§ GIVEN INFORMATION:
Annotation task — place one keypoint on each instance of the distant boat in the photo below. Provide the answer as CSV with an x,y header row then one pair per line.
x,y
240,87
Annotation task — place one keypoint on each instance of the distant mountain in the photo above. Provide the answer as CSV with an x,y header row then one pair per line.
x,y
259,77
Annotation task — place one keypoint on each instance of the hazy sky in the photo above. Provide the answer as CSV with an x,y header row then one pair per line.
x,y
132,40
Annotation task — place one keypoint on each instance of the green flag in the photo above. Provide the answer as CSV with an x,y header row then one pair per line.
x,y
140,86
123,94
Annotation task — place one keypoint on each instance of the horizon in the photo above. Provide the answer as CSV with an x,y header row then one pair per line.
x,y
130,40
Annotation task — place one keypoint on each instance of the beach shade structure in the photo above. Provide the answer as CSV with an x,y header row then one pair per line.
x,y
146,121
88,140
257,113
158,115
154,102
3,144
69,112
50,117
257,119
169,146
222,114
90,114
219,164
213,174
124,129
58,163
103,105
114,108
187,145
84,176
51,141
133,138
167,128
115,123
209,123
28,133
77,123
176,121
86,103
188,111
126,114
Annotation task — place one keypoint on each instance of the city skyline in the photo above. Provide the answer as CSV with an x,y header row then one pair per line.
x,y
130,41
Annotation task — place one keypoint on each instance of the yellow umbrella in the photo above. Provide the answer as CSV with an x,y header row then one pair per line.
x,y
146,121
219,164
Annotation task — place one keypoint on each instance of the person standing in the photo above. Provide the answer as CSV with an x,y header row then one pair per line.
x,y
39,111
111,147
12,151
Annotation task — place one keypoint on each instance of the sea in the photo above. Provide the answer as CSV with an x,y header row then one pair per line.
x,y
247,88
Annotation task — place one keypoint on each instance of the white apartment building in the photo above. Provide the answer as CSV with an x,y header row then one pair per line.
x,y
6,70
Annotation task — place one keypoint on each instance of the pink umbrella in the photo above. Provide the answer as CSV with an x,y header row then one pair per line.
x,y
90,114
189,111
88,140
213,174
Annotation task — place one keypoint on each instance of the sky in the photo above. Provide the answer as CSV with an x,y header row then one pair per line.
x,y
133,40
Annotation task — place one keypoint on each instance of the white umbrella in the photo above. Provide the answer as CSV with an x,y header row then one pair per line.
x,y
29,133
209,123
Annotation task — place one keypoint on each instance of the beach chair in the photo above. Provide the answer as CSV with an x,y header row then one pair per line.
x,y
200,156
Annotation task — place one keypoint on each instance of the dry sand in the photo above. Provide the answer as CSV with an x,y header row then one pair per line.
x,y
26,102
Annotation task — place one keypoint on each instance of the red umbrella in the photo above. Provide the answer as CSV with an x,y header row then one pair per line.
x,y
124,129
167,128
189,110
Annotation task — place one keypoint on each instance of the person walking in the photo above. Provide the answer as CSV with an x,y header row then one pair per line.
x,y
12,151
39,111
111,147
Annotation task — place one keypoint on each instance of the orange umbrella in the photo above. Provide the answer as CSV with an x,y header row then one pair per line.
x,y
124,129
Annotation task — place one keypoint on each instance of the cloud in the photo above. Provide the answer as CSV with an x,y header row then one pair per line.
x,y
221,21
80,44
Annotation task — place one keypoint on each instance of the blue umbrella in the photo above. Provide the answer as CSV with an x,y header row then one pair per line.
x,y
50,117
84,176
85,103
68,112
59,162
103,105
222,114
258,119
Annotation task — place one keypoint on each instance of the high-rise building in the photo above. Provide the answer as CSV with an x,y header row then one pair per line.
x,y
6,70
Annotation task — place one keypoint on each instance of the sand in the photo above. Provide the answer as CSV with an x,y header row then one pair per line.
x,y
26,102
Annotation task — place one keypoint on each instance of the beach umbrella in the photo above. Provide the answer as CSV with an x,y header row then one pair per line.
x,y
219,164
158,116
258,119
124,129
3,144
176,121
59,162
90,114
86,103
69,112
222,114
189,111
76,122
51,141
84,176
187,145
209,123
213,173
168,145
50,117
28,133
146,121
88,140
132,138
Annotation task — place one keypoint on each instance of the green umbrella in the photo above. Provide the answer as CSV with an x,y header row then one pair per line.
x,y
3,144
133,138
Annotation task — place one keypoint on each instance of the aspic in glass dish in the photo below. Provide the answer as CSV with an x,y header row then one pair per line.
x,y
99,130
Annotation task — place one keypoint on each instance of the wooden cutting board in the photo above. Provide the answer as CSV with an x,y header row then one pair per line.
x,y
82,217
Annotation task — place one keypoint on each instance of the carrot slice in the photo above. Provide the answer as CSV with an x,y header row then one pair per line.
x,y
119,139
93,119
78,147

§ TASK PROMPT: Copy all of the records above word for word, line by line, with nothing changed.

§ EXPECTED ANSWER:
Annotation task — place one keypoint on each instance of the distant boat in the photo below. Provide the answer as CSV with an x,y header row then one pair per line.
x,y
240,87
Annotation task — place one keypoint on each instance of the distant mountain in the photo above. Provide the answer as CSV with an x,y header row then one pair per line.
x,y
259,77
Annotation task — place one keypoint on each instance of the hazy sky in the photo above. Provide the answer as CSV with an x,y header row then one pair per line.
x,y
132,40
Annotation task — place one keypoint on each instance of the green flag in the photo above. Provide the answer as CSV with an x,y header row then one pair per line.
x,y
140,86
123,94
Annotation task — place one keypoint on each instance of the horizon in the photo above. Provide the answer as CSV with an x,y header row then one pair per line.
x,y
130,40
Annotation task — place one keypoint on each instance of the beach shade structure in the photo above. Provide the answer as CSV with an x,y header row then one pair per line.
x,y
146,121
88,140
257,113
158,115
154,102
3,144
69,112
50,117
257,119
169,146
222,114
90,114
219,164
213,174
124,129
58,163
103,105
114,108
187,145
84,176
51,141
133,138
167,128
115,123
209,123
28,133
77,123
176,121
86,103
188,111
126,114
Annotation task — place one keypoint on each instance of the city skyline in the photo above. Provide the answer as CSV with an x,y header row then one pair per line.
x,y
130,41
Annotation task — place one keypoint on each instance of the yellow umbrella in the photo above. Provide the answer as CSV with an x,y header row then one pair per line.
x,y
146,121
219,164
Annotation task — place one keypoint on each instance of the person standing in the photo above. Provide the answer as CSV with an x,y header row then one pair per line.
x,y
39,111
111,147
12,151
Annotation task — place one keypoint on each instance of the sea in the photo above. Provide the answer as CSV with an x,y header row then one pair per line.
x,y
247,88
Annotation task — place one keypoint on each instance of the white apartment building in the photo above. Provide the answer as CSV with an x,y header row then one pair per line.
x,y
6,70
Annotation task — place one keypoint on each instance of the pink umbrella in the photo above. Provide the answer as CSV with an x,y header row then one pair per line.
x,y
90,114
189,111
88,140
213,174
Annotation task — place one keypoint on each instance of the sky in the photo above. Provide the answer as CSV with an x,y header row then one pair per line.
x,y
133,40
Annotation task — place one keypoint on each instance of the white umbrella in the photo above. Provide the answer as CSV with an x,y header row then one pair per line.
x,y
29,133
209,123
Annotation task — place one keypoint on each instance of the beach chair in the photo above. Provide the answer as CSV with an x,y header row then one pair per line.
x,y
200,156
Annotation task — place one keypoint on each instance of the dry sand in the photo above. Provide the answer as CSV with an x,y header row then one pair per line.
x,y
26,102
Annotation task — place one keypoint on each instance of the red umbrella in the photo above. Provide the answer as CSV with an x,y header row then one pair per line.
x,y
124,129
167,128
189,110
Annotation task — place one keypoint on each instance of the person walking in the photo above. Provide the answer as CSV with an x,y header row then one pair per line.
x,y
12,151
39,111
111,147
Annotation task — place one keypoint on each instance of the orange umbrella in the photo above. Provide the answer as CSV with an x,y header row then one pair per line.
x,y
124,129
Annotation task — place one keypoint on each instance of the cloud in the photo above. Provide the answer as CSV with an x,y header row then one pair per line.
x,y
221,21
80,44
Annotation task — place one keypoint on each instance of the blue umbrella in the photo above. Provide the answer as CSV with an x,y header row then one pair per line.
x,y
50,117
84,176
85,103
68,112
59,162
103,105
222,114
258,119
Annotation task — place one keypoint on each instance of the high-rise building in the photo above. Provide the answer as CSV with an x,y header row then one pair per line.
x,y
6,70
Annotation task — place one keypoint on each instance of the sand in the photo above. Provide the answer as CSV with an x,y header row then one pair per line.
x,y
26,102
Annotation task — place one keypoint on each instance of the beach umbrella in the photo above. Provide the answer as CSV with an x,y header row then one pair per line.
x,y
219,164
158,116
258,119
124,129
3,144
176,121
59,162
90,114
86,103
69,112
222,114
189,111
76,122
51,141
84,176
187,145
209,123
213,173
168,145
50,117
28,133
146,121
88,140
132,138
Annotation task — place one keypoint on each instance of the green umbrella in the photo above. Provide the answer as CSV with an x,y header row then one pair per line.
x,y
3,144
133,138
Annotation task — place one keypoint on each instance of the aspic in glass dish in the photo below. Provide the answer as CSV with an x,y header row then one pair per line.
x,y
99,130
Annotation task — place one keypoint on each instance of the wooden cutting board in the photo above. Provide the answer as CSV with an x,y header row then one pair per line.
x,y
82,217
Annotation task — place one keypoint on each instance of the carrot slice in the photo above. Provide the answer as CSV with an x,y header row then one pair per line.
x,y
119,139
93,119
78,147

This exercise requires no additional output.